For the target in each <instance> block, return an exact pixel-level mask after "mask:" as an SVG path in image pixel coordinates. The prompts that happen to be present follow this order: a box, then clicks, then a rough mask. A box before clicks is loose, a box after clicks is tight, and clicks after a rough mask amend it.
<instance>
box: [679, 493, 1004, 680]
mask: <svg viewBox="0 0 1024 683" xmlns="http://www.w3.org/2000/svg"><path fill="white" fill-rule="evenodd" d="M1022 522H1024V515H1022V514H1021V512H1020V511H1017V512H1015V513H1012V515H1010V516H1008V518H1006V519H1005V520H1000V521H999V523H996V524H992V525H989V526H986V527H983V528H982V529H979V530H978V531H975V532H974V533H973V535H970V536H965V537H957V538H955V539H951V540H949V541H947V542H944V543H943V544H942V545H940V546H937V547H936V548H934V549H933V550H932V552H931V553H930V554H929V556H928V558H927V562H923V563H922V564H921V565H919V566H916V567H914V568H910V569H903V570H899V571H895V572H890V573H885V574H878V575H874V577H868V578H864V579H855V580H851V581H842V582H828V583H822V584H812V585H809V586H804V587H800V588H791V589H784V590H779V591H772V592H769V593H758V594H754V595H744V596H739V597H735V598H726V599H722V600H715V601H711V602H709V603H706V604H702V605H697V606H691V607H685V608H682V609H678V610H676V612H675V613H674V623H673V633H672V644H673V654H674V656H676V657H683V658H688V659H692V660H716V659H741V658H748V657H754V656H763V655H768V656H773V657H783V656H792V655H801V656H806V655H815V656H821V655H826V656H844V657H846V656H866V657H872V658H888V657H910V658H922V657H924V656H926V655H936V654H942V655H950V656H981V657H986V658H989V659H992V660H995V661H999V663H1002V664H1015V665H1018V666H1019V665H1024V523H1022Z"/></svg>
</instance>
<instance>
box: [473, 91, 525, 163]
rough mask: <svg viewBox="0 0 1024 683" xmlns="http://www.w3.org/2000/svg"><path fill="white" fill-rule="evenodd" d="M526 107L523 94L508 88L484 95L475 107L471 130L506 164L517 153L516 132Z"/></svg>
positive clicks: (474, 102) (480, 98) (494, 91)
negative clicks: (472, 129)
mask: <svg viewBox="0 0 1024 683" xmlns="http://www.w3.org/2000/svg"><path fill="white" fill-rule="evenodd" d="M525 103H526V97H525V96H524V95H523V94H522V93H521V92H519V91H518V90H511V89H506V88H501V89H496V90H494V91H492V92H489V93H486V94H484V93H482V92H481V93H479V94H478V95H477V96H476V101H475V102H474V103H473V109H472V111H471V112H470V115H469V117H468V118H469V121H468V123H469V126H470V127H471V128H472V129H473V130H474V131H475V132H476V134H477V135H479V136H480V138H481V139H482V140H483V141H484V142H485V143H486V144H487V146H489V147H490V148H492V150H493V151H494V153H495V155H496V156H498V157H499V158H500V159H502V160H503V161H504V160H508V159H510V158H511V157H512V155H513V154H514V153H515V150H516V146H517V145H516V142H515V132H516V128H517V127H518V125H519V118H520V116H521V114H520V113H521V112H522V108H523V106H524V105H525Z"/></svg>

• • • • • • •

EXERCISE AIM -
Could you rewrite the data lines starting at the one containing "</instance>" and ending at the one containing "positive clicks: (474, 102)", both included, as a JSON list of strings with one string per line and blank lines left out?

SOLUTION TO THIS EXERCISE -
[
  "</instance>",
  "<instance>",
  "box: [473, 91, 525, 163]",
  "rough mask: <svg viewBox=\"0 0 1024 683\" xmlns=\"http://www.w3.org/2000/svg\"><path fill=\"white\" fill-rule=\"evenodd\" d=\"M526 107L523 94L508 88L484 95L475 107L471 130L506 164L517 153L516 132Z\"/></svg>",
  "positive clicks: (474, 102) (480, 98) (494, 91)"
]